══ EXTRACTED RECORDS
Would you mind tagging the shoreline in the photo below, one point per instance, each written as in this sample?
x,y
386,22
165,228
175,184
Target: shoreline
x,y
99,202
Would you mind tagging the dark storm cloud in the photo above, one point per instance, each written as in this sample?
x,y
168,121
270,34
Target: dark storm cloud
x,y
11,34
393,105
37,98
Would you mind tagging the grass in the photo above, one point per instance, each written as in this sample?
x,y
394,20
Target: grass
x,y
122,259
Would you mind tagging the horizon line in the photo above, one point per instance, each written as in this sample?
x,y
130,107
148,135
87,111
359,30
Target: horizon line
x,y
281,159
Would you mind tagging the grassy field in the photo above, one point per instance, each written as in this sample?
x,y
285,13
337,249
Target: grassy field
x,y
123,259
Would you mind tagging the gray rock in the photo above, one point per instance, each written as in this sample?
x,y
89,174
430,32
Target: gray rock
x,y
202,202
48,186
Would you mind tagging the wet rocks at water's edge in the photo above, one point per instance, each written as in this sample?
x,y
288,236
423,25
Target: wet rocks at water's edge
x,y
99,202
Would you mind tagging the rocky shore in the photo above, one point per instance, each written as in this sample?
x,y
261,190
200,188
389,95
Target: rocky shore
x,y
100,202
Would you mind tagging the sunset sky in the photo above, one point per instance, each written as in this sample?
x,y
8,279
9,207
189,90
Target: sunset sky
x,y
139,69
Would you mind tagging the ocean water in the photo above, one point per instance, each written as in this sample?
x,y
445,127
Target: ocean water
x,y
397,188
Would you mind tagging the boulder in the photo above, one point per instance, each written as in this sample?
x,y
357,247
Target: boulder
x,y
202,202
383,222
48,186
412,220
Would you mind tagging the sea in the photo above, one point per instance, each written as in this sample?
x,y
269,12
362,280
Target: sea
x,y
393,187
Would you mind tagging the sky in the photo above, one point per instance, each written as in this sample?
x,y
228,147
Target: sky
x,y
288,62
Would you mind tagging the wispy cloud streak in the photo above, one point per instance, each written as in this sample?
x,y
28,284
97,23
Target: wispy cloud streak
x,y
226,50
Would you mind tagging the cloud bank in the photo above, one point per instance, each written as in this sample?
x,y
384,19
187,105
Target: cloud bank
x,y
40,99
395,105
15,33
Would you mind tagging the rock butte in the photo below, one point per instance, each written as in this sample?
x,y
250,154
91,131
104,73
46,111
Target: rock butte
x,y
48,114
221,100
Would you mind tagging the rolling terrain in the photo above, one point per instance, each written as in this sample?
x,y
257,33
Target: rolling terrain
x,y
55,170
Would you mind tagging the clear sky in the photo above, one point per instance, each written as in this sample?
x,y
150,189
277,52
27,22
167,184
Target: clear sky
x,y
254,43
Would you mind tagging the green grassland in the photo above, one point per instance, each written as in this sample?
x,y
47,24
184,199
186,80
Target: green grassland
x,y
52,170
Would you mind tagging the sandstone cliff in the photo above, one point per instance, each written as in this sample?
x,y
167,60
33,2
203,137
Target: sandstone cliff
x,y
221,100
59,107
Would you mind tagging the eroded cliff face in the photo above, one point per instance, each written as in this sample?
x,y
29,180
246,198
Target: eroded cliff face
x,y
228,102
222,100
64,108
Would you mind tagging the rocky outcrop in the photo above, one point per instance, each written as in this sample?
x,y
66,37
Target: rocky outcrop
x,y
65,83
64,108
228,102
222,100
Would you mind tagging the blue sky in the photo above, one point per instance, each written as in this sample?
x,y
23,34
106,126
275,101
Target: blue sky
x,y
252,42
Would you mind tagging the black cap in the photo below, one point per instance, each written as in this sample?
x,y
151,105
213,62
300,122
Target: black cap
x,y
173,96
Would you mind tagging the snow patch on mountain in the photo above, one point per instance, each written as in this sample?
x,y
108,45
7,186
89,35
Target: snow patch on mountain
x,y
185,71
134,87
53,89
════
WHAT YOU ARE ASKED TO DO:
The records above are to be output in full and without error.

TASK OUTPUT:
Would you mind tagging the shoreline in the photo below, one point per instance, each written as in this sample?
x,y
386,22
165,228
175,184
Target: shoreline
x,y
99,202
Would you mind tagging the dark storm cloud in the photo above, one point per instance, each written as in this sample?
x,y
168,121
270,34
Target: dark storm cloud
x,y
11,34
393,105
37,98
Would you mind tagging the grass in the photo above, one point per instance, each written as in this sample?
x,y
394,20
Target: grass
x,y
122,259
Would you mind tagging the horizon line in the photo above, one point per instance, each written as in this sample?
x,y
130,107
148,135
87,111
359,30
Target: horizon line
x,y
281,159
Would you mind tagging the grassy field in the photo above, one point per instance, each written as in this sample?
x,y
285,13
337,249
Target: grassy field
x,y
123,259
Would you mind tagging the gray rock in the photo above, one point per instance, each written as in this sample?
x,y
89,174
430,32
Target: gray rock
x,y
202,202
48,186
Would you mind tagging the wet rocks at water's edge in the photo above, one point per instance, each written as in this sample?
x,y
288,236
423,25
Target: wet rocks at water's edge
x,y
99,202
Would you mind tagging the rocky shore in the photo above, one point per instance, each written as in this sample?
x,y
261,190
200,188
389,95
Target: rocky shore
x,y
100,202
Would you mind tagging the sunset sky in the photo above, one point per instance, each written as in this sample?
x,y
8,279
9,207
189,90
Target: sunset sky
x,y
139,69
Would you mind tagging the ocean water in the photo above, one point per instance, each written as in this sample?
x,y
445,127
Target: ocean water
x,y
397,188
Would you mind tagging the boulder in the photo above, one point per instance, each written as in this sample?
x,y
357,247
Target: boulder
x,y
202,202
383,222
48,186
412,220
Would you mind tagging the sea in the photo above, one point per instance, each written as in this sample?
x,y
269,12
362,280
Target: sea
x,y
393,187
Would you mind tagging the sky in the photo above, one point per instance, each written as in this sample?
x,y
228,147
Target: sky
x,y
288,62
Would you mind tagging the wispy cloud streak in the photo above, one point per instance, each written as in this sample?
x,y
28,284
97,23
Target: wispy cloud streak
x,y
226,50
Would you mind tagging the cloud bank in the photo above, one point per instance, each written as in this sample?
x,y
384,19
187,105
Target: cloud bank
x,y
40,99
395,105
15,33
Would you mind tagging the rock butte in the photo below, one point per instance, each written as in this sample?
x,y
250,154
91,131
104,73
46,111
Target: rock butte
x,y
48,114
221,100
Would you mind tagging the rolling terrain in the photo above, one point per instance, each written as in this sample?
x,y
257,33
Target: rolling terrain
x,y
55,170
Would you mind tagging the clear sky in the photo above, one point per instance, each written as in this sample?
x,y
150,189
277,52
27,22
167,184
Target: clear sky
x,y
254,43
Would you mind tagging the green grassland in the photo above, one point per instance, each written as in this sample?
x,y
47,24
184,199
186,80
Target: green grassland
x,y
52,170
Would you mind tagging the sandstone cliff in the photo above, one point per instance, each written as in this sample?
x,y
167,60
33,2
203,137
Target: sandstone cliff
x,y
221,100
59,107
Would you mind tagging the eroded cliff face in the photo above, one point per instance, each written as in this sample?
x,y
29,180
246,198
Target: eroded cliff face
x,y
228,102
222,100
64,108
Would you mind tagging the rocky outcrop in the photo above, one point per instance, each written as in this sample?
x,y
66,37
Target: rocky outcrop
x,y
65,83
64,108
228,102
222,100
Would you mind tagging the blue sky in the photo above, one point per instance, each written as in this sample?
x,y
23,34
106,126
275,101
Target: blue sky
x,y
252,42
Would you mind tagging the black cap in the photo below, one point per instance, each written as in this sample?
x,y
151,105
213,62
300,122
Target: black cap
x,y
173,96
Would you mind tagging the snow patch on mountain in the photo above, one point per instance, each written as in this sample?
x,y
108,45
7,186
89,35
Target: snow patch on mountain
x,y
185,71
134,87
53,89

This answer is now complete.